GIVEN RECORDS:
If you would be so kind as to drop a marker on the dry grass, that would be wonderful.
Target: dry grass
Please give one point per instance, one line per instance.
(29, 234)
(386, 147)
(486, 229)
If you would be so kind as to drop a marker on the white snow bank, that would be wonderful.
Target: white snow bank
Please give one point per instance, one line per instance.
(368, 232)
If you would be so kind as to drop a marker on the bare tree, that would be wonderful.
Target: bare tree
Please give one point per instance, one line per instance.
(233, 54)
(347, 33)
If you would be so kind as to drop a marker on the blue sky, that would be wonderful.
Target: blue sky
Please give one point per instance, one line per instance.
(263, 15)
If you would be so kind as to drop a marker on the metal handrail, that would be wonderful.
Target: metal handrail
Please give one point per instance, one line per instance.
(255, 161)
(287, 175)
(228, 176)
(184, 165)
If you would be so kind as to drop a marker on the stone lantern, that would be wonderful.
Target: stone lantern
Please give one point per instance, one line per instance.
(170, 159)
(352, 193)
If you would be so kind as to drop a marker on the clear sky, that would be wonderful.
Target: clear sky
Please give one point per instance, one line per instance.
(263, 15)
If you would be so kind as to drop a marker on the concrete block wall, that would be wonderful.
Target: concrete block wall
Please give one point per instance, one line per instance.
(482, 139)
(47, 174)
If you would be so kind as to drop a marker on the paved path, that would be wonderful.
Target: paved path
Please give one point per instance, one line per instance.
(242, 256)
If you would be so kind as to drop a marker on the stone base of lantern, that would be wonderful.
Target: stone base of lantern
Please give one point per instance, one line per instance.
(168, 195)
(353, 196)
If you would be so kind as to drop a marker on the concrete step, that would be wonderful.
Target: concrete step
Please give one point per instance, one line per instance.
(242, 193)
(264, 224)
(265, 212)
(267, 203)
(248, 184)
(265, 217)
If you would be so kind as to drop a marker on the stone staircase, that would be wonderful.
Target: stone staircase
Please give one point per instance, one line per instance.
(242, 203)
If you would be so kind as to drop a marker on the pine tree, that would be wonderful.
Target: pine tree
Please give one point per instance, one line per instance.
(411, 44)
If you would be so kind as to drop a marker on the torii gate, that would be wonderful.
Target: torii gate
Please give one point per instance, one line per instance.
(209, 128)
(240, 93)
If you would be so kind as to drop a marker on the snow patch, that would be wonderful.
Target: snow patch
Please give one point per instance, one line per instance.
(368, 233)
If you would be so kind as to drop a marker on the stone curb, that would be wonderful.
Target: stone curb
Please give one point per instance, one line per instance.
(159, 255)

PROBLEM TO SOLVE:
Give again the lines from the line holding "handrail, that would be wonderful." through the close of the listing, both included, exactly as written and with nothing else.

SOLUTION FOR THIS EXERCISE:
If you would be so kind as to drop a marker on the metal handrail, that would be wonderful.
Target: metal handrail
Please give one point per instance, one line per instance.
(255, 161)
(287, 175)
(228, 176)
(184, 165)
If you would be so kind as to drop a marker on the stone lantern, that would be wonderful.
Target: stone lantern
Please give one point per instance, one line per instance.
(170, 159)
(352, 193)
If you would be so kind as to drop a marker on the clear sky, that would be wonderful.
Target: clear sky
Please give one point per instance, one line per instance.
(263, 15)
If you would be so kind as to drop a marker on the concrete block wall, that would be wonderful.
Target: concrete block wall
Please give one point per instance, one line per instance.
(482, 139)
(47, 174)
If you would be so kind as to drop a marker on the paved path, that would be wonderful.
Target: paved path
Please give one point per instance, one line per instance.
(242, 256)
If you would be so kind as to drop a marker on the stone base of lantern, that would be wonderful.
Target: stone base of lantern
Please give one point per instance, one line per instance.
(168, 195)
(353, 196)
If you would be so kind as to drop a marker on the concrete step, that would be wonderful.
Target: concrete step
Please give one point per instance, one line per instance.
(242, 193)
(264, 224)
(265, 212)
(267, 203)
(248, 184)
(265, 217)
If you would be so kind as to drop a marker on the stone staircase, that would be wonderful.
Target: stone staircase
Please give one point per instance, one line per instance.
(242, 203)
If you would be so kind as to drop a marker on the pine tree, that would be wonderful.
Target: pine tree
Please give one point per instance, one line per instance.
(411, 44)
If you would be so kind as to drop a marker on the torii gate, that would be wonderful.
Target: torii gate
Please give one point per instance, one line per instance.
(209, 128)
(240, 93)
If you would be so kind as to drop a marker on the snow patch, that would be wonderful.
Target: snow patch
Please give one point per instance, one line per instance.
(368, 233)
If you would be so kind as to drop a marker on the stone curb, that would be wonderful.
Target: stone curb
Please give one point per instance, one line per instance.
(159, 255)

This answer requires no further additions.